Source text -
┏━━

Over the next year, Dewey said, the production problems only got worse, culminating in a catastrophic 2008-2009 season when 75 percent of the farm's larvae, which are grown in temperature-controlled tanks and feed on farm-grown algae, died off before forming their shells. And the problem wasn't limited to the Taylor farm: all along Pacific Northwest coastlines—where shellfish farming is a traditional and vital part of the local economy, providing more than 3,000 jobs and creating about $3 million in annual revenue—shellfish larva were perishing in record numbers. One Washington farm, Goose Point Oysters, even spent $1 million to move its larvae-raising operations to Hilo, Hawaii, fearing a total collapse of the business if growing conditions on the west coast continued to decline.
The worst part of the crisis, Dewey said, was the lack of a clear explanation for the oysters' deaths. The conundrum wasn't solved until the National Oceanic and Atmospheric Administration, an arm of the US Department of Commerce, came to the northwest to figure out what was killing the oysters once and for all. Using $500,000 of federal grant money, NOAA visited shellfish farms including Taylor and installed sophisticated water quality monitoring equipment. That's when the culprit—ocean acidification as a result of carbon emissions—was discovered.

┗━━

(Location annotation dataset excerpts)
┏━━

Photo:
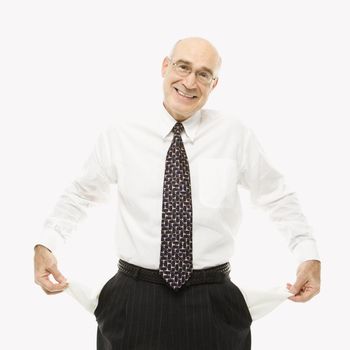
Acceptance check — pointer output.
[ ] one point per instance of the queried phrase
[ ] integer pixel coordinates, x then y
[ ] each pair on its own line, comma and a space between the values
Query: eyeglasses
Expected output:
184, 70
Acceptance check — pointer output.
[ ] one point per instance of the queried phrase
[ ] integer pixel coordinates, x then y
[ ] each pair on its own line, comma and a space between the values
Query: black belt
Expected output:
214, 274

┗━━

Your objective -
According to the text on Pacific Northwest shellfish farming, to what location did Goose Point Oysters move its larvae-raising operations?

Response -
Hilo, Hawaii